--- Teks Halaman ---
◇ ◇ ◇ ◇ ◇

Upaya mereformasi birokrasi memang sudah dilakukan. KPK juga telah melakukan survei Integritas Sektor Publik untuk mengetahui sejauhmana institusi pemerintah melakukan reformasi birokrasi. Namun, KPK harus dapat memastikan birokrasi transparan, akuntabel, dan profesional. Patut diapresiasi sudah ada instansi, baik di pusat maupun di daerah yang melakukan reformasi birokrasi. Namun, masih banyak instansi pemerintah, baik di pusat dan daerah lainnya, yang kurang merespons percepatan reformasi birokrasi. Dalam konteks ini, komisioner KPK harus terus mengawal, mengawasi, dan memastikan terselenggaranya sistem birokrasi yang bersih, melayani, akuntabel, profesional, transparan, partisipatif, dan sebagainya.

Pembenahan sistem birokrasi menjadi tugas penting yang harus terus didorong KPK ke depan. Pasalnya, korupsi di birokrasi sudah berjenjang, mulai dari level tertinggi hingga terendah. Sampai-sampai, meminjam istilah Dwiyanto (2011), jika birokrasi seperti "pasar korupsi" yang menjadi ajang transaksi antara para pemburu rente, calo proyek, dan anggota masyarakat yang menginginkan pelayanan dengan mudah dan cepat, asalkan bersedia memberikan setoran kepada aparatur birokrasi.

Di level tertinggi, korupsi terjadi di jabatan politis selevel menteri dan kepala daerah. Beberapa menteri dan kepala daerah sudah dijebloskan ke bui lantaran korupsi. Selain karena faktor ketamakan, mereka terseret ke bui lantaran sistem birokrasi yang membuka celah korupsi. Bisa saja menteri, kepala daerah, atau pejabat birokrasi yang tadinya baik, terjerumus ke kubungan korupsi karena sistem birokrasi menggiringnya melakukan korupsi.

◇ ◇ ◇ ◇ ◇

--- Tugas Latihan ---
• A. Kutip bagian dari teks tentang reformasi birokrasi, mulai dengan "Pembenahan sistem birokrasi" dan terus hingga "kepada aparatur birokrasi.".
• B. Tolong jawab berdasarkan teks tentang reformasi birokrasi: di jabatan apa korupsi terjadi pada level tertinggi?

--- Data Ditampilkan ---
◇ ◇ ◇ ◇ ◇

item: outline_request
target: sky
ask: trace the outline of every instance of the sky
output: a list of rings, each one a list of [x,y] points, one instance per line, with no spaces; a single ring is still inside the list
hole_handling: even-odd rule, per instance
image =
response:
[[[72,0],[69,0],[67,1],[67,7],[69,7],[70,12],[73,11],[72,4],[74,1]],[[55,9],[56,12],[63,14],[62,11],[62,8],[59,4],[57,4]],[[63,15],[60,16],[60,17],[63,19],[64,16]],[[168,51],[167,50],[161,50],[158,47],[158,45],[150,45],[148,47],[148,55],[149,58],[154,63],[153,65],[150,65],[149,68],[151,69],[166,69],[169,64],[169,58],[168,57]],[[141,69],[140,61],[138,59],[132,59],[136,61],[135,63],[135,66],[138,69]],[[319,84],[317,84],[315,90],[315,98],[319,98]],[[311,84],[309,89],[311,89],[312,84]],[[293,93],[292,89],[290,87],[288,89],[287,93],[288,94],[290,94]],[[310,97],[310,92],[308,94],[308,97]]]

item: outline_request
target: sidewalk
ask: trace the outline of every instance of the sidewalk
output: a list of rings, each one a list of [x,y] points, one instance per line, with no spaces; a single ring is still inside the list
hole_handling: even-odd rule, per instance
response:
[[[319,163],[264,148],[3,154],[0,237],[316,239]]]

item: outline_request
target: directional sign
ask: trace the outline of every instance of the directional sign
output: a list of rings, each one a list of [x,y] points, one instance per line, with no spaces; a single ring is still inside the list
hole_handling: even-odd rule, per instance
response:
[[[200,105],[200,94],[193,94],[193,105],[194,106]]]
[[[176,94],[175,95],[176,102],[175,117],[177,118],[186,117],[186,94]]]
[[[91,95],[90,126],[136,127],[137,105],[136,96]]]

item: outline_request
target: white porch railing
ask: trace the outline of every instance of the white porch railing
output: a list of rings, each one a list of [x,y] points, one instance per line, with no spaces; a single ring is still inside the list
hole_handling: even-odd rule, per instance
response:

◇ ◇ ◇ ◇ ◇

--- Jawaban ---
• A.
Pembenahan sistem birokrasi menjadi tugas penting yang harus terus didorong KPK ke depan. Pasalnya, korupsi di birokrasi sudah berjenjang, mulai dari level tertinggi hingga terendah. Sampai-sampai, meminjam istilah Dwiyanto (2011), jika birokrasi seperti "pasar korupsi" yang menjadi ajang transaksi antara para pemburu rente, calo proyek, dan anggota masyarakat yang menginginkan pelayanan dengan mudah dan cepat, asalkan bersedia memberikan setoran kepada aparatur birokrasi.

• B. Di jabatan politis selevel menteri dan kepala daerah.